#### [PROBLEMS TO WORK ON]
a. Answer these questions from the contested-election report, one line each, marked the same way.
(i) Of which city was the magistrate who took the depositions mayor?
(ii) In what year did the Indiana statutes first give mayors power to administer oaths within their cities?
(iii) What did the committee do with the motion to reject the testimony?
b. Translate this sentence from the contested-election report into Spanish: "The committee, therefore, denied the motion to reject the testimony."
c. Write what comes next in the contested-election report, picking up after its last sentence.

#### [DOCUMENT]
** Start **
But the statutes of Indiana (G and H, vol. 2, p. 576) confer authority to administer oaths upon a mayor of a city only within the city of which he is mayor; and it is contended by the sitting member that the oath administered by the magistrate, in taking these depositions, was administered by virtue of his office of mayor, and therefore, when administered outside of the city of Terre Haute, was administered without authority. But the committee were of opinion that the authority to take these depositions was derived, not from the statutes of Indiana, but from the statute of the United States already cited—the mayor of a city being one of the persons designated in that statute to take such depositions, and that he would have been authorized, as such designated person, to take these depositions had the statutes of Indiana conferred upon him no power to administer oaths. Indeed, the power to administer oaths within their respective cities was not conferred by the statutes of Indiana at all upon mayors till the year 1861. (See Indiana Statutes, 2d vol, Gavin and Hord, p. 576.) Yet, during all the time since the passage of the United States act of 1851, before cited, the mayor of any city within the district has been a person designated to take depositions in a case of contested election. The committee, therefore, denied the motion to reject the testimony.

The allegations of fraud made by the contestant against the poll in the aforesaid voting precincts of Hamilton, Jefferson, Cloverdale and Riley are as follows: (Mis. Doc. 11.)
** End **
#### [DATA BLOCK]
** Start **
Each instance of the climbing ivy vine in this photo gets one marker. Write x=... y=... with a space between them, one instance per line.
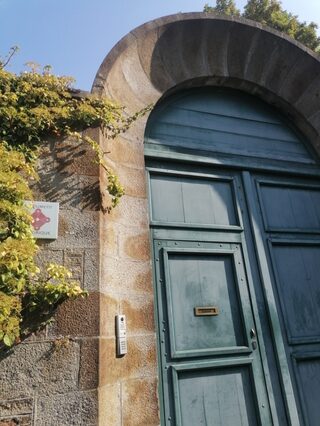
** End **
#### [THE ANSWERS]
a.
(i) Terre Haute
(ii) 1861
(iii) The committee denied it.

b. Por lo tanto, el comité denegó la moción de rechazar el testimonio.

c.
Third. At the voting precinct of Hamilton township, in the county of Sullivan, in said district, a large number of the ballots or tickets with my name upon them, and which had been voted for me, (the exact number I do not know and cannot state,) were secretly, corruptly, and illegally taken from the ballot-box, after the same had been deposited there, by some person or persons unknown to me, and a large number of ballots or tickets with your name upon them, and which had not been voted for you, (the exact number of which I do not know and cannot state,) were unlawfully and fraudulently put into said ballot-box, and were afterwards counted for you by the inspector and judges of election at said precinct, so that it is impossible to tell how many legal votes were given for you at said precinct; wherefore the election at said precinct was and is wholly void.

Fourth. The inspector and judges of election at the precinct of Hamilton, in the county of Sullivan, in said district, illegally announced, as the result of the voting at said precinct, that five hundred and one votes had been cast for you, and that only one hundred and forty-three votes had been cast for me; whereas, in point of fact, the said number of votes had not been cast for you, but, on the contrary, at least two hundred and fifty of the votes polled at said precinct were cast for me, and a large number of the ballots or tickets containing said votes so cast for me were illegally and fraudulently taken out of the ballot-box of said precinct, where they had been deposited by the inspector and judges of election, by some person or persons unknown to me, and a large number of ballots or tickets with your name upon them, and which had not been voted for you, were then placed in said ballot-box illegally and fraudulently in the place thereof, and were afterwards illegally counted for you by said inspector and judges; wherefore the election at said precinct was and is wholly void.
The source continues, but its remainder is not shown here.